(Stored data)
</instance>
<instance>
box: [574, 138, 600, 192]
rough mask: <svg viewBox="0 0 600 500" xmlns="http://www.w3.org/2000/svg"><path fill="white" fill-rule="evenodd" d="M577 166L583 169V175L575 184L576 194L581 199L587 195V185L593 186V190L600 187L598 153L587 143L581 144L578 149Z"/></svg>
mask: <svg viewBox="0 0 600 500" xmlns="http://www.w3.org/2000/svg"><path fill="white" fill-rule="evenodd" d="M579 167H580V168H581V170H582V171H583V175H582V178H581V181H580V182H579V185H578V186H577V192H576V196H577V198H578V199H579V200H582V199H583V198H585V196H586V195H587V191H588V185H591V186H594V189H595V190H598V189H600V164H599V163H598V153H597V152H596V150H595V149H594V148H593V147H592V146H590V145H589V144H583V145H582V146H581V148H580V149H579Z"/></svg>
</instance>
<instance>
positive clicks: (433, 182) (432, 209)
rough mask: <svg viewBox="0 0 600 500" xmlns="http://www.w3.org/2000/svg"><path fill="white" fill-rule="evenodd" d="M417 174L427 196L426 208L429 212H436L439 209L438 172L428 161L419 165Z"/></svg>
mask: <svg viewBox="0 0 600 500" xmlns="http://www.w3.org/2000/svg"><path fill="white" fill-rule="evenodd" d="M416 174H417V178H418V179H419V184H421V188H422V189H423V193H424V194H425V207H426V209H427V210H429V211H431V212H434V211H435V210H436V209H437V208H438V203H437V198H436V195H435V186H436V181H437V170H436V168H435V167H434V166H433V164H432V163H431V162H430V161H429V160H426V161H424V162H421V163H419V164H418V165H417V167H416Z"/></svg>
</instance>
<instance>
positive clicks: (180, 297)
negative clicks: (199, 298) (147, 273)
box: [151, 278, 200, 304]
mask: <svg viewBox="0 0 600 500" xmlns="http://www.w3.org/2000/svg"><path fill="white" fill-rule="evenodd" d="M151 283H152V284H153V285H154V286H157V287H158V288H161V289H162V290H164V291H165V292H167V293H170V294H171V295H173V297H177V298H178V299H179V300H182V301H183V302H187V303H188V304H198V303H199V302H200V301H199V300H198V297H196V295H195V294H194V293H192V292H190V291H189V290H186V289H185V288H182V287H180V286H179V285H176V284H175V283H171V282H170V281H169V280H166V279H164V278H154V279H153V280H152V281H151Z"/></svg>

### WHAT THE TASK ASKS:
Identify every line in the rows that contains the string "rough", treating uppercase and lowercase as different, and copy each of those lines.

### TASK SOLUTION:
rough mask: <svg viewBox="0 0 600 500" xmlns="http://www.w3.org/2000/svg"><path fill="white" fill-rule="evenodd" d="M577 166L583 169V175L575 184L576 194L581 199L587 195V185L593 186V190L600 187L598 153L587 143L581 144L578 149Z"/></svg>
rough mask: <svg viewBox="0 0 600 500" xmlns="http://www.w3.org/2000/svg"><path fill="white" fill-rule="evenodd" d="M417 174L427 196L426 208L429 212H436L439 209L438 172L428 161L419 165Z"/></svg>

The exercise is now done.